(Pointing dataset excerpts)

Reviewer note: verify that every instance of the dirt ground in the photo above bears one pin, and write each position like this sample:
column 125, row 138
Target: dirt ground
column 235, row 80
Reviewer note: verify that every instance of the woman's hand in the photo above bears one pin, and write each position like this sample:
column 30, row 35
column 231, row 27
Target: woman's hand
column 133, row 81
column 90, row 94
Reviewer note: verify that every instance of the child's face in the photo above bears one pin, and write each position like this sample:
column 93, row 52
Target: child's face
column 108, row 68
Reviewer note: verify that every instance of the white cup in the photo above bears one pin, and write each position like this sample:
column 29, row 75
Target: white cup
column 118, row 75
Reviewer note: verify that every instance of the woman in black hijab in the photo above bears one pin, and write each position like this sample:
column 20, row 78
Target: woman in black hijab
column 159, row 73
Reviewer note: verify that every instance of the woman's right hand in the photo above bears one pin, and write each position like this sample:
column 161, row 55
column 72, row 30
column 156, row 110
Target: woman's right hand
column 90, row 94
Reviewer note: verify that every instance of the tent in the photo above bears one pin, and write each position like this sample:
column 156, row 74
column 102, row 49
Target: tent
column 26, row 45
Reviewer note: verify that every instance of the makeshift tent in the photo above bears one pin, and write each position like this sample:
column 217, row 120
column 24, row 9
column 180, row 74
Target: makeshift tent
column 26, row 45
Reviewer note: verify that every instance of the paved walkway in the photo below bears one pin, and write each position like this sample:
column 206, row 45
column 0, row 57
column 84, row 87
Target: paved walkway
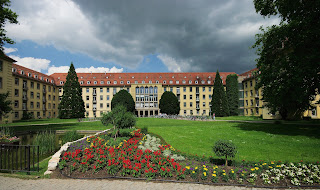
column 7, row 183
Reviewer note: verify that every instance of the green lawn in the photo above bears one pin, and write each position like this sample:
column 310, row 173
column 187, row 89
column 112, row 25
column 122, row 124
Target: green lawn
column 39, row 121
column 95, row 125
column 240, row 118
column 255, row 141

==

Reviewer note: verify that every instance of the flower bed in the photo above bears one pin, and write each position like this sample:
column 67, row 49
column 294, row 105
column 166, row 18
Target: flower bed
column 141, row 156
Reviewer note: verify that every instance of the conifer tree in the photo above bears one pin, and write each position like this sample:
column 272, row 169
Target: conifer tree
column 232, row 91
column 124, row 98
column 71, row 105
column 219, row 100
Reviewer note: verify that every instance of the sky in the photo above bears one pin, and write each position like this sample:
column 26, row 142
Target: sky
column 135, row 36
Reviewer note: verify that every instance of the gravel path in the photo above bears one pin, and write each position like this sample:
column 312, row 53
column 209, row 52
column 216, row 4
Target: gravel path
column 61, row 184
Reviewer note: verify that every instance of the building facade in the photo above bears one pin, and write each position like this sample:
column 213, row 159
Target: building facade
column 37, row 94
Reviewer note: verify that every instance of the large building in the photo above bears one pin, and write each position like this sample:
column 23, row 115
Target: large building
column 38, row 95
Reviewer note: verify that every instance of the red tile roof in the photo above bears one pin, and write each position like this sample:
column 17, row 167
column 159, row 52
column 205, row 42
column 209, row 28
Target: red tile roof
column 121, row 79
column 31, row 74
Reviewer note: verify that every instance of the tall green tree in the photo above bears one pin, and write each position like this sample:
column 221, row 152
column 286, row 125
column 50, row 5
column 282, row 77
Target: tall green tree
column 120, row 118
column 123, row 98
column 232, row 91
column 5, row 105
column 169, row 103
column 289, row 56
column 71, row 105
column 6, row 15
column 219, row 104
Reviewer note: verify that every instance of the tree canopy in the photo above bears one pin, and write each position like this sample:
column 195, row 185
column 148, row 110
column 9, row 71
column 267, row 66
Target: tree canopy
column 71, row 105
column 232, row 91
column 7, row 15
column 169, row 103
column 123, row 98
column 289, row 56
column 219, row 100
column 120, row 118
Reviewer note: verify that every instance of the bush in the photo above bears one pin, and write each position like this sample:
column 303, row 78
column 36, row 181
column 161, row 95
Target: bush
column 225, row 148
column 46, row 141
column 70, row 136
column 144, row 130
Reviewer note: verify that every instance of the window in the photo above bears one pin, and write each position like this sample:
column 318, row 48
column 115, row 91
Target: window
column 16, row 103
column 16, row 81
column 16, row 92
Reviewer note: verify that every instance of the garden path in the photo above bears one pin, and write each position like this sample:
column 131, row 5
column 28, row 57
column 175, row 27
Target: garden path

PROBLEM DESCRIPTION
Gather every line of the data above that contains the string "hijab". Case counts.

TASK RESPONSE
Reviewer note: verify that every instance of the woman in black hijab in the photo above bears one pin, and write each position like this sample:
Target: woman in black hijab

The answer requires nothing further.